* **Given task**
Reproduce the listing without alteration from the line containing "of the oval" through the end of the listing, both ends included, and leave out the pictures.

** BEGIN **

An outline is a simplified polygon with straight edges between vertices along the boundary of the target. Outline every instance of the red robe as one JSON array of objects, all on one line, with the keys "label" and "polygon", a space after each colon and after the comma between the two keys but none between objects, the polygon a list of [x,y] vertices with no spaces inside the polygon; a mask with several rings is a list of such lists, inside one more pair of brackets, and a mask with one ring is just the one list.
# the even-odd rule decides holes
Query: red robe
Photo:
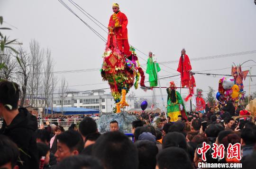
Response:
[{"label": "red robe", "polygon": [[116,35],[118,48],[120,51],[128,57],[131,55],[130,46],[128,42],[127,25],[128,19],[125,14],[119,11],[113,14],[110,19],[109,27],[114,27],[114,33]]},{"label": "red robe", "polygon": [[180,57],[179,67],[177,71],[181,73],[182,85],[183,87],[189,86],[189,71],[192,69],[190,61],[188,55],[185,54],[183,61],[182,61],[182,57]]},{"label": "red robe", "polygon": [[203,110],[205,109],[205,101],[201,97],[197,97],[196,100],[196,111],[200,111]]}]

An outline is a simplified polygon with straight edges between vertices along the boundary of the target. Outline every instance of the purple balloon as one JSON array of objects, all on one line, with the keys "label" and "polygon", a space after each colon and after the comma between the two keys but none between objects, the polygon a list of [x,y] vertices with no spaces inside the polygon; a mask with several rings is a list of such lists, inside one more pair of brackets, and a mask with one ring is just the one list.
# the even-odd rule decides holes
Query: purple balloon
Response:
[{"label": "purple balloon", "polygon": [[146,101],[142,101],[141,104],[140,104],[140,107],[142,110],[144,111],[147,107],[147,102]]}]

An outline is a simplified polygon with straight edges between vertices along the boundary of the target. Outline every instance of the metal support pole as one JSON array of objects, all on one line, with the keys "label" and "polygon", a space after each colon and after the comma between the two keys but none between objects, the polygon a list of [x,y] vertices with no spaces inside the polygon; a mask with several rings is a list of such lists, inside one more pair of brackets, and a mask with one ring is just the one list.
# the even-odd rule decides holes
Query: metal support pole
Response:
[{"label": "metal support pole", "polygon": [[163,106],[164,107],[164,110],[165,111],[165,118],[166,119],[166,120],[168,121],[168,119],[167,119],[167,114],[166,114],[166,111],[165,110],[165,101],[164,101],[164,97],[163,97],[163,93],[162,93],[162,88],[161,87],[161,84],[160,83],[160,79],[159,78],[158,76],[158,72],[157,72],[157,69],[156,68],[156,58],[155,58],[155,55],[153,55],[153,57],[155,57],[155,59],[154,62],[155,62],[155,71],[156,72],[156,75],[157,76],[157,80],[158,81],[158,84],[159,85],[159,88],[160,90],[160,93],[161,93],[161,97],[162,97],[162,102],[163,103]]},{"label": "metal support pole", "polygon": [[192,111],[192,101],[191,101],[191,100],[192,99],[190,99],[190,111]]},{"label": "metal support pole", "polygon": [[252,72],[252,68],[250,68],[250,78],[249,79],[249,95],[248,96],[248,104],[250,103],[250,89],[251,89],[251,74]]}]

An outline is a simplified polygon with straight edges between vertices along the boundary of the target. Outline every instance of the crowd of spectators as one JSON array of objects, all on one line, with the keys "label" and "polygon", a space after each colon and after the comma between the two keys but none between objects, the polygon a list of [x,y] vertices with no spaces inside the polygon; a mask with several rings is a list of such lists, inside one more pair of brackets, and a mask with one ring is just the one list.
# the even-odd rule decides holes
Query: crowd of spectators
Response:
[{"label": "crowd of spectators", "polygon": [[[230,105],[218,113],[212,108],[206,113],[189,112],[187,119],[181,116],[174,122],[164,113],[137,114],[132,140],[119,131],[118,121],[100,133],[89,117],[66,131],[58,124],[38,129],[37,118],[18,108],[19,90],[15,83],[0,82],[0,169],[192,169],[202,162],[255,168],[256,126],[246,118],[232,118]],[[200,153],[205,144],[210,149]],[[241,159],[228,156],[237,144]],[[223,145],[222,158],[212,156],[216,145]]]}]

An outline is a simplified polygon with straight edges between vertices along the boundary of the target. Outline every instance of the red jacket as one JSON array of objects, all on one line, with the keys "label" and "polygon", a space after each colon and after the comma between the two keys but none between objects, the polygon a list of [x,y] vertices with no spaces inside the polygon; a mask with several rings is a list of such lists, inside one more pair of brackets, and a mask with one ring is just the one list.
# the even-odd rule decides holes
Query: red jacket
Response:
[{"label": "red jacket", "polygon": [[110,19],[109,27],[115,27],[116,39],[128,39],[127,25],[128,19],[125,14],[119,11],[113,14]]}]

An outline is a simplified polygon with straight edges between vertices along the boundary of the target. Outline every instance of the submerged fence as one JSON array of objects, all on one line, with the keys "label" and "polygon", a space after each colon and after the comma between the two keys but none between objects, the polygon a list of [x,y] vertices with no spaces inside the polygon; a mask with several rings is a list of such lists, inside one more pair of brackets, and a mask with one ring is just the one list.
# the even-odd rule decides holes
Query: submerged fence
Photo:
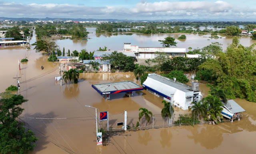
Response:
[{"label": "submerged fence", "polygon": [[[124,128],[123,126],[122,128],[122,126],[117,126],[116,123],[119,122],[124,122],[124,114],[122,113],[114,115],[110,114],[109,130],[123,130]],[[230,121],[230,120],[225,120],[221,121],[220,122]],[[139,123],[138,126],[137,124],[138,122]],[[213,124],[213,121],[204,121],[200,122],[187,123],[180,123],[178,124],[174,124],[173,123],[174,122],[172,122],[172,124],[168,124],[168,118],[166,118],[164,119],[161,116],[161,115],[154,115],[150,118],[150,120],[149,122],[146,121],[144,117],[142,118],[140,121],[138,116],[128,116],[127,121],[127,130],[138,130],[185,125],[193,126],[196,124]],[[106,123],[101,124],[101,128],[106,130]]]}]

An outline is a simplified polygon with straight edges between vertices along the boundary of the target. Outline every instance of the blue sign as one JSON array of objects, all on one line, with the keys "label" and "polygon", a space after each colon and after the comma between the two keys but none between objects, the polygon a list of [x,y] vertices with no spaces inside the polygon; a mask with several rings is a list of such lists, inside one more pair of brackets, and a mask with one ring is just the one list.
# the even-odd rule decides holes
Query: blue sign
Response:
[{"label": "blue sign", "polygon": [[108,119],[108,111],[100,113],[100,121],[106,121]]}]

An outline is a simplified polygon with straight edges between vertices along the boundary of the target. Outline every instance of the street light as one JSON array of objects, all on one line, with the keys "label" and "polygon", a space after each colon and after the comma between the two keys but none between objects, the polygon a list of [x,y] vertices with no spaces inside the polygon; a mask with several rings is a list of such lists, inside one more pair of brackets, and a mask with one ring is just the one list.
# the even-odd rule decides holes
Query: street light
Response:
[{"label": "street light", "polygon": [[[98,133],[98,120],[97,120],[97,109],[99,111],[99,113],[100,113],[100,110],[96,108],[96,107],[91,107],[89,105],[85,105],[86,107],[91,107],[92,108],[95,109],[95,119],[96,120],[96,135],[97,135],[97,133]],[[99,116],[100,115],[99,115]],[[100,128],[100,122],[99,121],[99,128]]]}]

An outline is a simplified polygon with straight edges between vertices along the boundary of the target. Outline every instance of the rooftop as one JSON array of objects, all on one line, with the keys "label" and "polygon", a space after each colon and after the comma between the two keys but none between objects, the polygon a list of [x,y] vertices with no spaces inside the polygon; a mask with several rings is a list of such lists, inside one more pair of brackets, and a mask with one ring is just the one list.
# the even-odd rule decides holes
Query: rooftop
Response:
[{"label": "rooftop", "polygon": [[143,88],[130,81],[92,85],[92,87],[102,95],[143,89]]},{"label": "rooftop", "polygon": [[[93,54],[93,57],[104,57],[104,55],[110,55],[114,51],[94,51],[94,53]],[[130,51],[118,51],[117,52],[118,53],[122,53],[126,55],[128,57],[135,57],[135,54],[133,52]]]},{"label": "rooftop", "polygon": [[[190,86],[185,84],[174,81],[171,79],[163,77],[155,73],[148,74],[148,78],[152,79],[166,85],[173,87],[177,89],[179,89],[185,92],[192,91],[191,86]],[[157,84],[157,83],[152,83],[154,84]],[[143,83],[144,84],[144,83]],[[148,85],[146,85],[148,87]]]},{"label": "rooftop", "polygon": [[83,63],[85,64],[88,64],[90,61],[97,62],[100,63],[100,64],[110,64],[110,63],[108,61],[102,61],[100,59],[94,59],[94,60],[84,60]]},{"label": "rooftop", "polygon": [[228,100],[226,103],[222,103],[222,104],[233,113],[245,111],[244,109],[233,99]]}]

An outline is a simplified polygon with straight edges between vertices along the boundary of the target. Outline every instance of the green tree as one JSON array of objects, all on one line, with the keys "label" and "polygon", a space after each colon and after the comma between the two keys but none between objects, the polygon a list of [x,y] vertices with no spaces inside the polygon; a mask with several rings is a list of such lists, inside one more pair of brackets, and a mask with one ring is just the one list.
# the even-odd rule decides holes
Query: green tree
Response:
[{"label": "green tree", "polygon": [[52,50],[58,47],[55,41],[46,36],[42,36],[42,39],[38,39],[32,45],[35,45],[34,49],[36,49],[36,52],[44,51],[47,52],[48,55],[50,55]]},{"label": "green tree", "polygon": [[252,39],[256,39],[256,31],[254,32],[252,34],[251,37]]},{"label": "green tree", "polygon": [[238,36],[242,31],[238,27],[234,26],[228,26],[226,28],[226,34],[227,35],[232,36]]},{"label": "green tree", "polygon": [[174,110],[172,106],[170,106],[170,102],[166,102],[166,101],[163,100],[162,101],[162,103],[164,103],[164,108],[162,109],[161,111],[161,116],[163,119],[166,117],[169,118],[172,118],[172,112],[173,113]]},{"label": "green tree", "polygon": [[68,81],[69,83],[72,81],[74,81],[74,83],[78,83],[78,79],[79,77],[79,72],[76,69],[70,69],[68,71],[65,71],[63,73],[63,79],[66,83]]},{"label": "green tree", "polygon": [[139,113],[139,121],[140,121],[140,119],[143,116],[144,116],[148,122],[149,122],[150,120],[150,118],[152,117],[153,116],[152,113],[146,108],[140,108],[139,109],[139,111],[141,110],[141,111]]},{"label": "green tree", "polygon": [[20,107],[28,101],[23,96],[11,95],[0,99],[0,153],[27,154],[36,146],[38,138],[24,123],[17,120],[23,110]]},{"label": "green tree", "polygon": [[192,115],[198,116],[199,119],[199,115],[204,116],[206,113],[205,106],[202,104],[202,102],[192,102],[192,106],[189,108],[189,111],[192,111]]},{"label": "green tree", "polygon": [[82,60],[88,60],[89,59],[89,53],[86,49],[84,49],[81,50],[79,53],[79,59]]},{"label": "green tree", "polygon": [[155,52],[154,54],[155,57],[152,61],[153,62],[157,63],[159,66],[168,59],[167,55],[164,52]]},{"label": "green tree", "polygon": [[14,38],[14,40],[20,40],[22,39],[21,35],[20,32],[20,29],[19,26],[14,26],[10,28],[5,34],[6,38]]},{"label": "green tree", "polygon": [[138,78],[139,82],[140,83],[140,77],[143,75],[145,73],[144,69],[142,66],[142,65],[140,65],[138,68],[133,71],[133,73],[134,74],[135,77],[136,77],[136,78]]},{"label": "green tree", "polygon": [[189,81],[182,71],[172,71],[168,74],[163,74],[162,75],[172,79],[175,77],[177,81],[182,83],[186,83]]},{"label": "green tree", "polygon": [[170,36],[168,36],[164,38],[164,40],[158,40],[159,41],[161,42],[163,47],[170,47],[172,46],[176,46],[177,42],[174,41],[175,39]]},{"label": "green tree", "polygon": [[72,52],[72,53],[71,53],[71,56],[78,57],[79,55],[79,53],[77,51],[76,51],[76,50],[75,50],[73,51],[73,52]]},{"label": "green tree", "polygon": [[63,47],[63,51],[62,52],[62,56],[65,56],[65,48]]},{"label": "green tree", "polygon": [[218,124],[223,118],[221,111],[223,109],[221,107],[223,105],[217,97],[209,95],[204,99],[205,106],[207,107],[206,120],[213,121],[213,124]]}]

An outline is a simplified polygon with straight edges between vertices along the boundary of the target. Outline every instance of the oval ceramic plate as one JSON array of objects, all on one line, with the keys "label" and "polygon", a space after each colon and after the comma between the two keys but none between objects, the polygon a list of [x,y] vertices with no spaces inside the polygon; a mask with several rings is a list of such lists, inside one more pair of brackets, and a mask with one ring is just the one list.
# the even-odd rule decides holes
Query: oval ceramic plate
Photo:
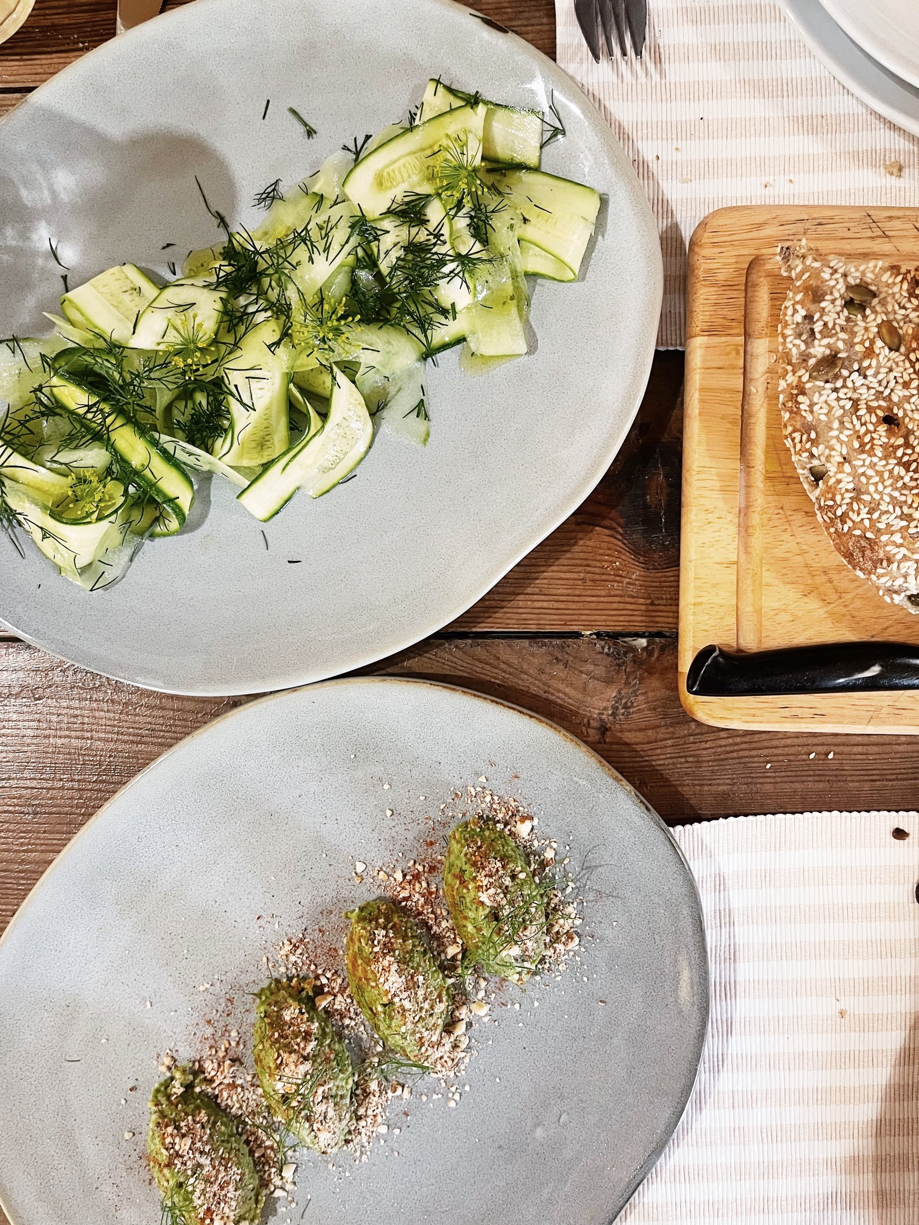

** END **

* **Answer to the task**
An outline is a simplified polygon with straight edges between vertices along the boundary of the target. Outline every instance of the oval ceramic plate as one JSON array of objects, all on one line, with the keys "label" and "polygon", a space after each colon and after the comma between the two keys but none between objects, the polygon a list of [x,y] vertices with no spaces inside the polygon; a mask with several rings is a list of such lists, inside one more pair of brackets, and a mask with one ring is just the one list.
# the even-odd rule decides holes
Query: oval ceramic plate
Photo:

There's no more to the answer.